_What you will do_: Please rewrite the lines below as a numbered list, leaving out any blank lines.

:::

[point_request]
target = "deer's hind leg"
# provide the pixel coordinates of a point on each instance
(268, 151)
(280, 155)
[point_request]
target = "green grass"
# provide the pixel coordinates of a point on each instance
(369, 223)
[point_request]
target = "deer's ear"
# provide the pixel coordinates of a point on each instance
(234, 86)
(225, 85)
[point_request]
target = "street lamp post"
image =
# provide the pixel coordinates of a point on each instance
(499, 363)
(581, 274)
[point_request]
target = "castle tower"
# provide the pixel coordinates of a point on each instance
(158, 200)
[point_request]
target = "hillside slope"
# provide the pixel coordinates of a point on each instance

:::

_Reply to the task_:
1. [point_request]
2. target = "deer's hind leg"
3. # provide the pixel coordinates of a point on each instance
4. (268, 151)
5. (280, 155)
6. [point_request]
7. target = "green grass"
8. # provide the pixel coordinates of a point on each instance
9. (369, 223)
10. [point_request]
11. target = "deer's ear"
12. # provide the pixel coordinates of a point on each instance
13. (234, 86)
14. (225, 85)
15. [point_request]
16. target = "street lamp post"
17. image =
18. # provide the pixel coordinates of a point on each instance
19. (499, 363)
20. (581, 274)
21. [point_request]
22. target = "castle tower"
23. # provide the pixel coordinates of a point on each instance
24. (158, 200)
25. [point_request]
26. target = "hillside slope"
27. # provide the pixel coordinates of a point on each instance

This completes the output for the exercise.